ДАННЫЙ ОТРЫВОК:
* * * *

Сергей Сухарев. Из моей хроники. Бийские бани

Сергей Сухарев
СЕРГЕЙ СУХАРЕВ

ИЗ МОЕЙ ХРОНИКИ

РАЗДЕЛ ПЕРВЫЙ:
ПОТЕРЯННЫЙ БИЙСК

ОТРЫВОК ВТОРОЙ:
Б И Й С К И Е  Б А Н И

I.
Баня в Бийске, помнится, всегда бывала событием. Проблема гигиены тела с течением жизни неуклонно обострялась - и в конце концов сделалась едва ли не главным мотивом отказа от веками насиженного гнездовья: необходимость "брать ванны" в связи с тем или иным недугом фигурировала подчас и в официальных заявлениях.

* * * *

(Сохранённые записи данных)
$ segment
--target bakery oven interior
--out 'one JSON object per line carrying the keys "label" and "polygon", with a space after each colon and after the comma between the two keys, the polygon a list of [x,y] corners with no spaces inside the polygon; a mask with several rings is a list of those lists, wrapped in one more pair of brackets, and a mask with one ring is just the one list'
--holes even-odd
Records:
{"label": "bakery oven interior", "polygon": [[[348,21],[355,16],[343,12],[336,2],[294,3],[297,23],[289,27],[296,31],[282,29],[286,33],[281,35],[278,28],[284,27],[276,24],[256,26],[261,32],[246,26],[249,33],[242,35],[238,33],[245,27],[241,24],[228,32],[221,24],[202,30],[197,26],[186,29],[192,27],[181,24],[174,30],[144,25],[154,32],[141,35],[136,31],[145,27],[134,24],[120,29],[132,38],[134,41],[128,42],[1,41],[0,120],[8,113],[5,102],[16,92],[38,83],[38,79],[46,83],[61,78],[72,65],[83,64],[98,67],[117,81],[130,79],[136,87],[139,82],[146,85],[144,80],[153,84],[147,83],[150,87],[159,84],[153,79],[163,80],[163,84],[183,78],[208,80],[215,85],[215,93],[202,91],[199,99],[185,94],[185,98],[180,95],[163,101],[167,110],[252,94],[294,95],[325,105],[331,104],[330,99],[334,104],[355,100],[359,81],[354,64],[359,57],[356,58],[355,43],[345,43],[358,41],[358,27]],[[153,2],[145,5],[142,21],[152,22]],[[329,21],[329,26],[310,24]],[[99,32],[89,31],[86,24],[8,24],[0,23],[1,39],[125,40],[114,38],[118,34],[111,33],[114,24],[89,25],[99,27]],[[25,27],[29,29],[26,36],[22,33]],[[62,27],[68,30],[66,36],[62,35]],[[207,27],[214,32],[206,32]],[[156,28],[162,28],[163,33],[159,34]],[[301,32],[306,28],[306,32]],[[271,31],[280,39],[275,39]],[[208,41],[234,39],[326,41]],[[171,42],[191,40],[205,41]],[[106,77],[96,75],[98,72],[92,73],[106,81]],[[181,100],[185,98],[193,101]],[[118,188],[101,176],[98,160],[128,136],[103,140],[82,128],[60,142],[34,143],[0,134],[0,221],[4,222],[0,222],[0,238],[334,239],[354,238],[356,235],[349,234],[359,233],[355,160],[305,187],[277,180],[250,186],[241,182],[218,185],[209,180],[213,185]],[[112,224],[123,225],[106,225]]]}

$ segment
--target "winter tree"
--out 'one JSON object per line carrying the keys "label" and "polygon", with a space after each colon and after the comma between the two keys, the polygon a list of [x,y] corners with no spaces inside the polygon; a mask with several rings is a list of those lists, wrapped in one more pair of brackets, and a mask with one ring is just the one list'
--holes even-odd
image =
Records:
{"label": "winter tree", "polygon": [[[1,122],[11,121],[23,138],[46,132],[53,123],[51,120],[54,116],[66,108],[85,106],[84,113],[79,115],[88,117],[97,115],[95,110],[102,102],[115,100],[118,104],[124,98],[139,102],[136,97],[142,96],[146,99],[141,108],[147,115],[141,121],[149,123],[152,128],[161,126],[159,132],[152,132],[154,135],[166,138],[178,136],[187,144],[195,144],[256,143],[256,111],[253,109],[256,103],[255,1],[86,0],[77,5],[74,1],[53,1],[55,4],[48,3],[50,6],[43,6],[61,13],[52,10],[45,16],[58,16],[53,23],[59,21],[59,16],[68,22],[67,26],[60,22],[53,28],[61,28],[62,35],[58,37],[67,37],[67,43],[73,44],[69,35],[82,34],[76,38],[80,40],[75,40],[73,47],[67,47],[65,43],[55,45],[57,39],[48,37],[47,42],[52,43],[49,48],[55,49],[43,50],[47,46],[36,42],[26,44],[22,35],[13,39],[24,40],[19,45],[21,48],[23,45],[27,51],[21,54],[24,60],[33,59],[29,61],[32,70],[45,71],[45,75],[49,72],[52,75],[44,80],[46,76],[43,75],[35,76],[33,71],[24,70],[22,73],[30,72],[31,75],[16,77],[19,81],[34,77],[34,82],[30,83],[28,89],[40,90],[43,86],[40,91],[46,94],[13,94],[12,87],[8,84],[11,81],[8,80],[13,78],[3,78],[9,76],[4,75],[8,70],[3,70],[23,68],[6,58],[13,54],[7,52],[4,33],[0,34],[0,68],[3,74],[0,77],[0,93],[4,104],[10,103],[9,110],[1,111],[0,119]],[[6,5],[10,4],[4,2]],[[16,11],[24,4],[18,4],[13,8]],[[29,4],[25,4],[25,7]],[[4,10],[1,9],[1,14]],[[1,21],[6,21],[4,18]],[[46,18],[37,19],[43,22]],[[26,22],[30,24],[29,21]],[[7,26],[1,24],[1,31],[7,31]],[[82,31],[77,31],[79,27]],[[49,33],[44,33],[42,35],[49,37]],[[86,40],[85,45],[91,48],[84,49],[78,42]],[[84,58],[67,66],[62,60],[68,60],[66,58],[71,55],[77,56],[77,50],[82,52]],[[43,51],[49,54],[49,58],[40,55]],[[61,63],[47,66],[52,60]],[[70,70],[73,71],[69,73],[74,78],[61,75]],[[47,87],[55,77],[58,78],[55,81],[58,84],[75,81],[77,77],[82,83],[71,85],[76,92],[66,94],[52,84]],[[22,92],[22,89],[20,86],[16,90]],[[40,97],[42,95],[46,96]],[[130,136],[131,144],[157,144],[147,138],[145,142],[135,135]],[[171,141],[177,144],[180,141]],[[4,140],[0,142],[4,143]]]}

* * * *

ЧТО НУЖНО СДЕЛАТЬ:
(a) Как в отрывке о бийских банях связаны проблема гигиены тела и отказ от веками насиженного гнездовья?
(b) Чем, согласно отрывку о бийских банях, всегда бывала баня в Бийске?
(c) Допишите отрывок о бийских банях дальше, начиная после его последнего предложения.

ОТВЕТЫ К ЗАДАНИЮ:
(a) Проблема гигиены тела с течением жизни неуклонно обострялась и в конце концов стала едва ли не главным мотивом отказа от веками насиженного гнездовья. Необходимость «брать ванны» из-за того или иного недуга порой указывалась даже в официальных заявлениях.

(b) Событием.

(c)
Коснусь попутно - хотя и вскользь - обширной, многоразветвленной и роковой тогда темы так называемых "удобств". Легко в современной квартире - по первому зову души - в любую секунду дать себе физиологическую поблажку: словить кайф в теплой мыльной пене или взбодриться под контрастным душем. Не говорю уж о всяких других потребностях - стирке, мытье посуды и прочих, еще более насущных... Словом, безотчетно, без малейших усилий, прибегаем мы к "воде, благоволящей литься" - упуская из вида, что бывает и совсем иначе. Не знаю, приносят ли простейшие блага цивилизации действительное освобождение сил для направления их на высшие духовные цели, но помню хорошо, как деятельность по преодолению элементарных сложностей быта вершилась в нашем обиходе непрерывно, неотступно, кропотливо, нескончаемо, несмотря на всеобщую мобилизацию (правда, мама, единственная балованная дочь и бережно гонимая подальше от кухни отличница, включилась в ведение самостоятельного хозяйства уже очень поздно).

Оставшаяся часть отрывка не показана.